(SUPPLIED TEXT):

⟨

Understanding Nix's String Context

Sunday, August 5, 2018

Note: This post assumes some familiarity with and interest in Nix. In particular, a basic understanding of the distinction and relationship between the Nix language and the Nix store is required.

In the Nix expression language, all strings have some metadata associated with them called "context". At a high level, this context is used to track dependencies in our build scripts to ensure we have all of the packages we need available during our builds. In this post, we'll go into more detail about why this context is necessary, how to interpret it, and the technical details of how this feature interacts with other aspects of the language.

Why string context?

From an overly operational standpoint, we can think of Nix-lang as being a domain-specific language for writing build scripts (usually Bash). As a first attempt at designing such a language, we might focus on a language with good string manipulation facilities, making it easy to combine strings, interpolate values, convert values to strings, etc., since ultimately we'll be expressing these scripts as strings¹ for Bash to run. But Nix is a bit more ambitious than this: We don't just want to define the build actions themselves, we want to capture the dependency relationships between builds as part of their definition.

⟩

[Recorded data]
⟨

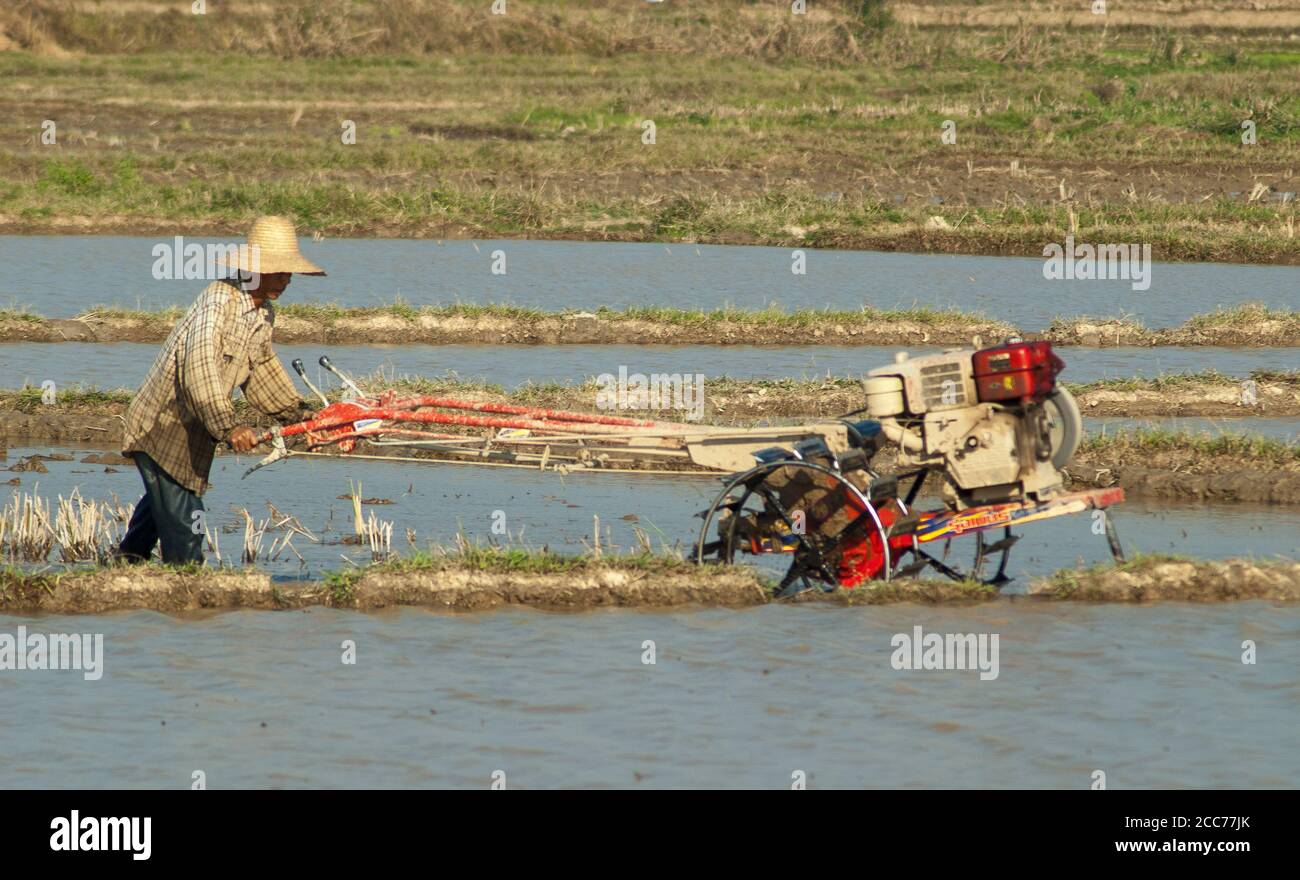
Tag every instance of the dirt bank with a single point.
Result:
(1187, 473)
(594, 584)
(82, 415)
(576, 328)
(1177, 580)
(1147, 463)
(1246, 326)
(1238, 326)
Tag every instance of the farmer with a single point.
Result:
(183, 410)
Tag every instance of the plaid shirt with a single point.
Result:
(183, 407)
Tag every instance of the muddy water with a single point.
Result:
(1156, 697)
(63, 274)
(125, 364)
(440, 501)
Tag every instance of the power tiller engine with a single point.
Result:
(992, 424)
(993, 421)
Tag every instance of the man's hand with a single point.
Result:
(242, 438)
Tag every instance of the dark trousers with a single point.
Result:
(165, 514)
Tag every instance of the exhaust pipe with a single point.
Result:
(302, 375)
(342, 377)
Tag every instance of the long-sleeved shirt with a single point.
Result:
(183, 408)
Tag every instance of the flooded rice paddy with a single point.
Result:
(1155, 696)
(125, 364)
(60, 276)
(557, 511)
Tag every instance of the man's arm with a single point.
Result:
(271, 390)
(199, 367)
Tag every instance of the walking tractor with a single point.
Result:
(991, 427)
(988, 430)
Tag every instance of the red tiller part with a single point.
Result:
(339, 415)
(533, 412)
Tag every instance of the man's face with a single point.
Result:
(271, 285)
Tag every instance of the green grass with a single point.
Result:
(1247, 447)
(1243, 316)
(30, 398)
(1182, 381)
(529, 125)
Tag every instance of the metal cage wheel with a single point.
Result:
(810, 558)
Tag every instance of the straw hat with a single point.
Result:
(272, 247)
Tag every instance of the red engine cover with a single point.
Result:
(1018, 371)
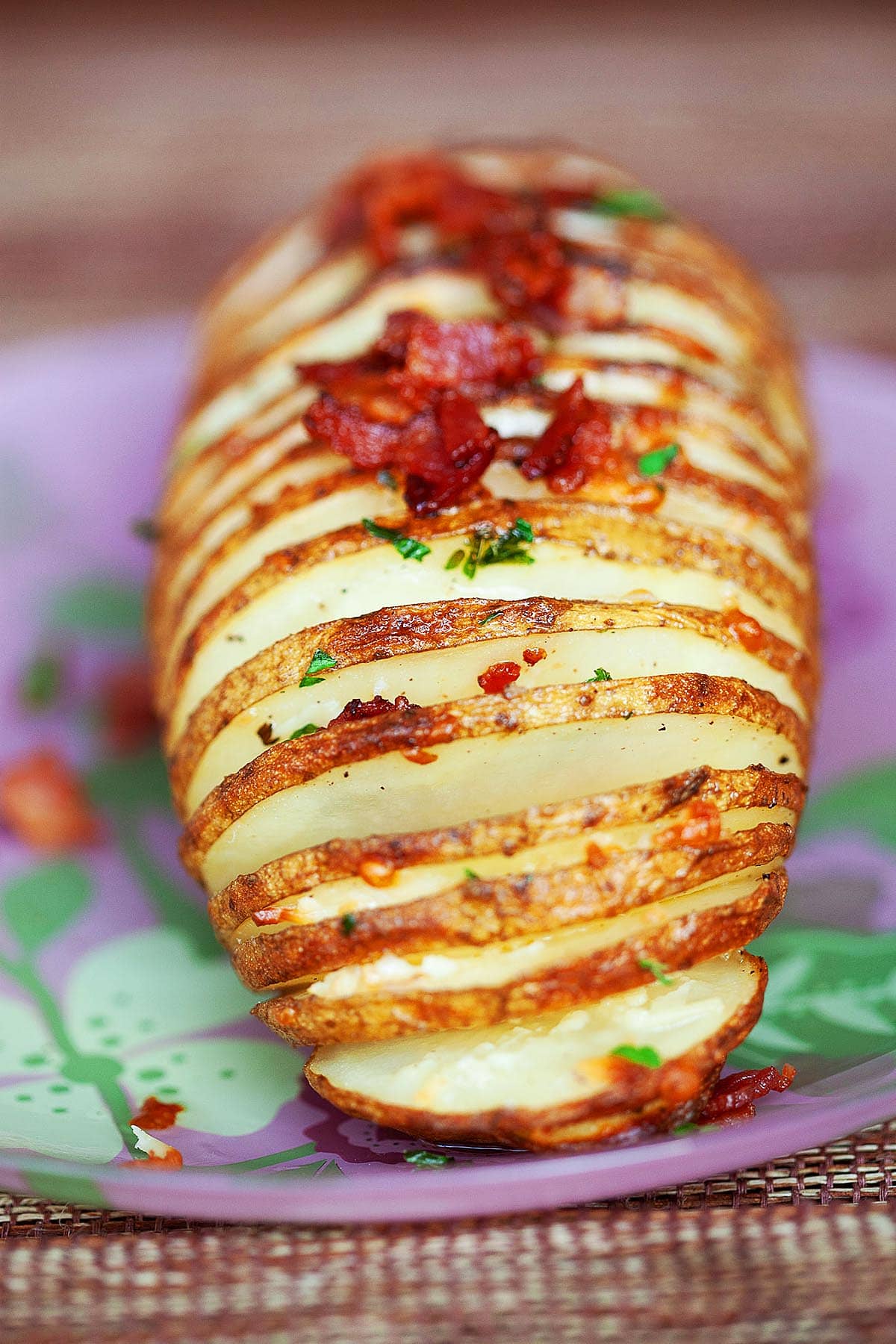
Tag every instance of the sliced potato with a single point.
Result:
(391, 996)
(555, 1080)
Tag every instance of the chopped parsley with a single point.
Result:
(656, 461)
(485, 546)
(656, 969)
(406, 546)
(146, 530)
(321, 662)
(423, 1157)
(42, 682)
(305, 732)
(645, 1055)
(630, 201)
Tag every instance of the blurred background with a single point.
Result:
(144, 147)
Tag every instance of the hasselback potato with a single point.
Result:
(484, 638)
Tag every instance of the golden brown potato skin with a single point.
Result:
(676, 598)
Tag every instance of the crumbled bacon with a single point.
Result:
(43, 804)
(746, 629)
(156, 1115)
(576, 443)
(700, 824)
(444, 465)
(734, 1097)
(371, 709)
(386, 196)
(499, 678)
(127, 706)
(527, 272)
(458, 355)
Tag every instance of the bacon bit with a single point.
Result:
(465, 355)
(527, 272)
(700, 826)
(172, 1157)
(376, 873)
(43, 804)
(386, 196)
(127, 706)
(371, 709)
(747, 631)
(534, 656)
(734, 1097)
(370, 444)
(497, 678)
(156, 1115)
(420, 757)
(576, 443)
(444, 465)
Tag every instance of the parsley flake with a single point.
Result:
(656, 461)
(321, 662)
(423, 1157)
(656, 969)
(42, 682)
(645, 1055)
(485, 546)
(630, 201)
(305, 732)
(406, 546)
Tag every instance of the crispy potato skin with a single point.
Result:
(265, 562)
(300, 871)
(482, 912)
(644, 1101)
(307, 1019)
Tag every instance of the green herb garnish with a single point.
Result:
(656, 461)
(320, 663)
(630, 201)
(657, 971)
(406, 546)
(645, 1055)
(485, 546)
(305, 732)
(146, 530)
(422, 1157)
(42, 682)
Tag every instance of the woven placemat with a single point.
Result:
(798, 1250)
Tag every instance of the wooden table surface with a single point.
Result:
(144, 149)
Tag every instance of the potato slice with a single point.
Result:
(437, 655)
(536, 890)
(554, 1080)
(393, 996)
(539, 747)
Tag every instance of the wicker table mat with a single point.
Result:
(800, 1250)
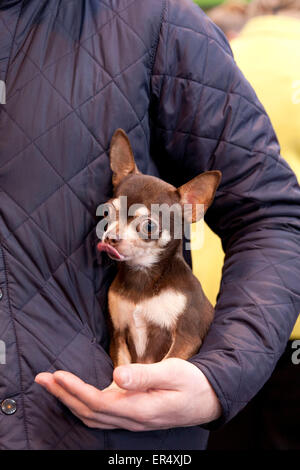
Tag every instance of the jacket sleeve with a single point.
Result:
(205, 116)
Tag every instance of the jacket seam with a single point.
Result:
(154, 49)
(13, 40)
(193, 80)
(18, 348)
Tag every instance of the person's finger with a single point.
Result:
(78, 408)
(164, 375)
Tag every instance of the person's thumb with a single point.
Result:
(166, 374)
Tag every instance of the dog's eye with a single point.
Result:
(149, 228)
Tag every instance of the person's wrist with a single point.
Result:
(209, 397)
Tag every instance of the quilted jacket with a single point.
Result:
(75, 70)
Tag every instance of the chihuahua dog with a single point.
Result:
(157, 307)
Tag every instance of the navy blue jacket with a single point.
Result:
(75, 70)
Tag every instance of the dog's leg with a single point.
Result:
(183, 347)
(120, 355)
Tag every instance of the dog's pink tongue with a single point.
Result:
(110, 250)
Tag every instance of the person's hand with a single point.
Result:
(167, 394)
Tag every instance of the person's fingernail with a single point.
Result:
(125, 377)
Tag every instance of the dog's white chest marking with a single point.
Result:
(162, 310)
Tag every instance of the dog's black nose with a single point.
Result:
(112, 239)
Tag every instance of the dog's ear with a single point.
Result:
(121, 157)
(198, 194)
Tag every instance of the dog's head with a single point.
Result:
(145, 219)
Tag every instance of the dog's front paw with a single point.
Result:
(113, 386)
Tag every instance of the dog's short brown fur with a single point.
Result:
(157, 306)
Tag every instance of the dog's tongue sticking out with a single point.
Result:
(110, 250)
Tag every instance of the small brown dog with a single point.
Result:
(157, 307)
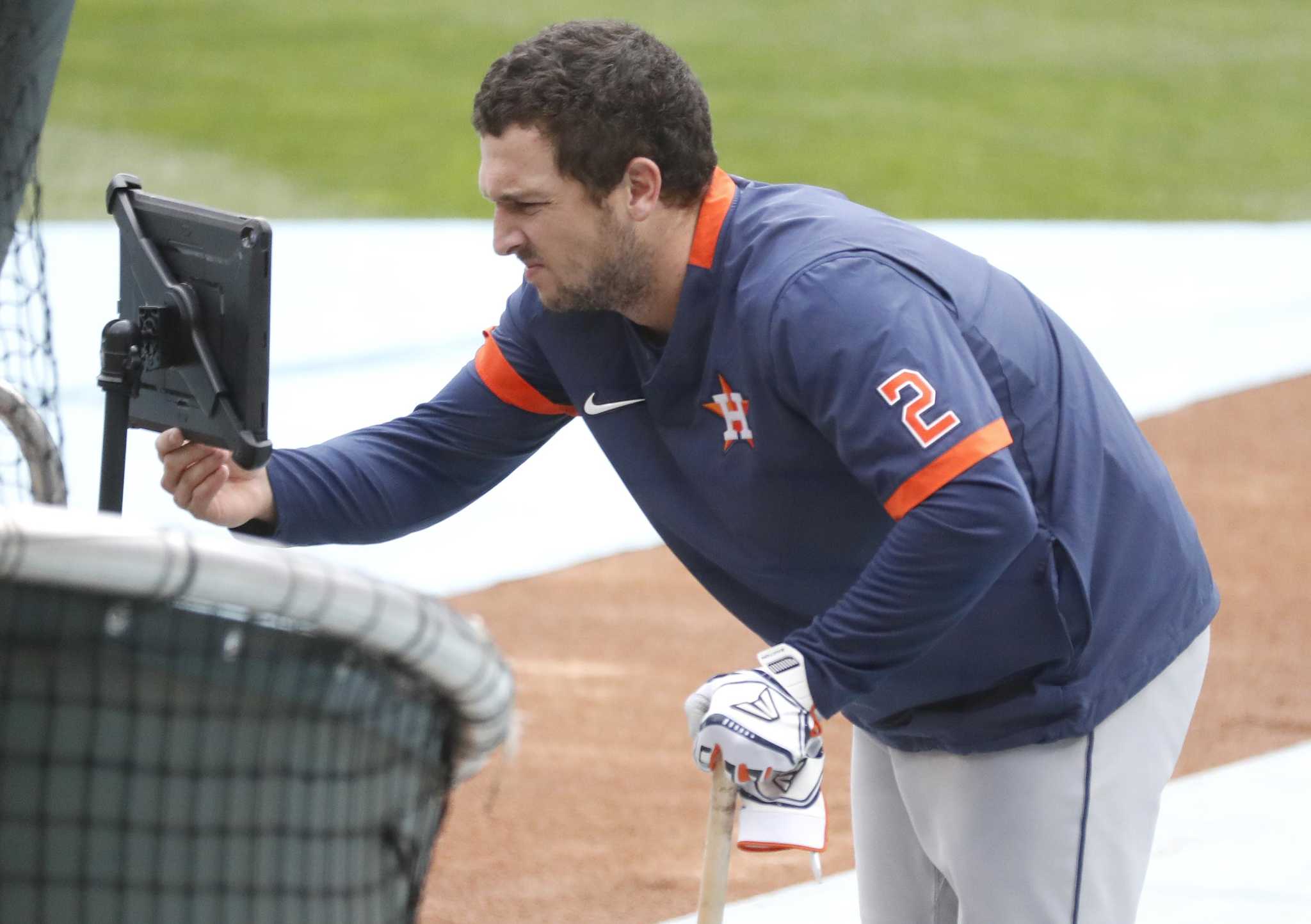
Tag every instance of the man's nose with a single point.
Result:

⟩

(TASK TO CARRY OUT):
According to the post on Nix's string context, what is the metadata that every string in the Nix expression language carries called? These records were taken from a source other than the text.

(EXERCISE ANSWER):
It is called "context."